**Job a:** Extract the passage on health insurance in full, word for word.

But the study by George Washington University's Intergovernmental Health Policy Project found the insurance-sales practices that Republican reforms address are not the important impediments to the 38 million people who do not have health insurance.

``The main reason people don't have insurance is that they or their employers don't have enough money to buy it,'' said Kala Ladenheim, one of the principal authors of the study.

The finding is consistent with Congressional Budget Office studies of insurance-reform bills proposed last year by Republicans and Democrats. The agency found then that the only market-reform bills that would make a substantial difference in increasing health coverage were those that also provided hundreds of billions of dollars in federal premium subsidies over the next decade to help people pay for it.

The central features of GOP proposals for health-insurance reform this year again focus on reform of the rules for marketing insurance to businesses with 50 or fewer workers, where the percentage of workers covered is much lower than in large businesses. But neither of the two key bills contains any federal subsidies.

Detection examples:
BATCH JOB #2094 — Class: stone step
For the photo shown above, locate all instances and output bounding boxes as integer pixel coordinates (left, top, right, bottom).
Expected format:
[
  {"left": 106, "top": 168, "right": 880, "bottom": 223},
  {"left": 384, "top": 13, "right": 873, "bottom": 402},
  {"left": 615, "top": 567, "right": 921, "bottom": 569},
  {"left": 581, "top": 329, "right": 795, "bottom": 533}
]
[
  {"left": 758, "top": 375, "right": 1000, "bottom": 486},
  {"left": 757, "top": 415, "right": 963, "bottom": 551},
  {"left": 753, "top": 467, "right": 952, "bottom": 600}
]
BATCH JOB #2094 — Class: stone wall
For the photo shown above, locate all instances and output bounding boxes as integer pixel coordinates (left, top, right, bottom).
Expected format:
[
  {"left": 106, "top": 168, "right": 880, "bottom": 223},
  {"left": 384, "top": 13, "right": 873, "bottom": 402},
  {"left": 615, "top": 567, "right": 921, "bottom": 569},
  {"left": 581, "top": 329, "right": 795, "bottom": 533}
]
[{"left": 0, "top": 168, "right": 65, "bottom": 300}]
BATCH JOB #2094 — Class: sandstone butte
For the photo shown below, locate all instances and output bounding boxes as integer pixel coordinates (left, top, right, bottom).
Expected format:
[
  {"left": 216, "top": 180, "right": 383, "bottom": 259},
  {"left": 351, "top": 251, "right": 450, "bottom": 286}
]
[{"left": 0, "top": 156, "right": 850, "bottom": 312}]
---
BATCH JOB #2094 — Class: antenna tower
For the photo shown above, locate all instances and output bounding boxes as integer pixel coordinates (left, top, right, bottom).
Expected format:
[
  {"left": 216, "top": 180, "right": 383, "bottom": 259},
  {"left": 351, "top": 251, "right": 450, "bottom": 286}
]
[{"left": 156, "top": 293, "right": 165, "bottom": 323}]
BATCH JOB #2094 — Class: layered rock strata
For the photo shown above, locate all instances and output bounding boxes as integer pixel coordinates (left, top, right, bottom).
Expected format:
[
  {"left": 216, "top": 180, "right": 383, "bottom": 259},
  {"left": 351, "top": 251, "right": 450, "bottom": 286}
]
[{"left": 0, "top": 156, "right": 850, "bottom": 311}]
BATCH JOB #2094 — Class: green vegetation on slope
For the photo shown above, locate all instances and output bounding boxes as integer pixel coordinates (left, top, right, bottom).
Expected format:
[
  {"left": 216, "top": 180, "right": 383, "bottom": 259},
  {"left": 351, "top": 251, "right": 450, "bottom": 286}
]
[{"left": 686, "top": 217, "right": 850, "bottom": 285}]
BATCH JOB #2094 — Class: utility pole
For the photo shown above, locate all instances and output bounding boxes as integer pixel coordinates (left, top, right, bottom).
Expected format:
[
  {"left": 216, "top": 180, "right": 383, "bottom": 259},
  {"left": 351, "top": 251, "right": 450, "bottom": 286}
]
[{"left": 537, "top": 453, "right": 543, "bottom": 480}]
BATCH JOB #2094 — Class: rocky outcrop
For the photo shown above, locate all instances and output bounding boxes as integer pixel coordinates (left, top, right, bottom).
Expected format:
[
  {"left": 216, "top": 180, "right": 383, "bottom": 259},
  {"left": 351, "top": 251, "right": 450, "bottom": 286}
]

**Job b:** Pull out every line in the rows that contains the string "Class". Case counts.

**Result a:**
But the study by George Washington University's Intergovernmental Health Policy Project found the insurance-sales practices that Republican reforms address are not the important impediments to the 38 million people who do not have health insurance.

``The main reason people don't have insurance is that they or their employers don't have enough money to buy it,'' said Kala Ladenheim, one of the principal authors of the study.

The finding is consistent with Congressional Budget Office studies of insurance-reform bills proposed last year by Republicans and Democrats. The agency found then that the only market-reform bills that would make a substantial difference in increasing health coverage were those that also provided hundreds of billions of dollars in federal premium subsidies over the next decade to help people pay for it.

The central features of GOP proposals for health-insurance reform this year again focus on reform of the rules for marketing insurance to businesses with 50 or fewer workers, where the percentage of workers covered is much lower than in large businesses. But neither of the two key bills contains any federal subsidies.

**Result b:**
BATCH JOB #2094 — Class: stone step
BATCH JOB #2094 — Class: stone wall
BATCH JOB #2094 — Class: sandstone butte
BATCH JOB #2094 — Class: antenna tower
BATCH JOB #2094 — Class: layered rock strata
BATCH JOB #2094 — Class: green vegetation on slope
BATCH JOB #2094 — Class: utility pole
BATCH JOB #2094 — Class: rocky outcrop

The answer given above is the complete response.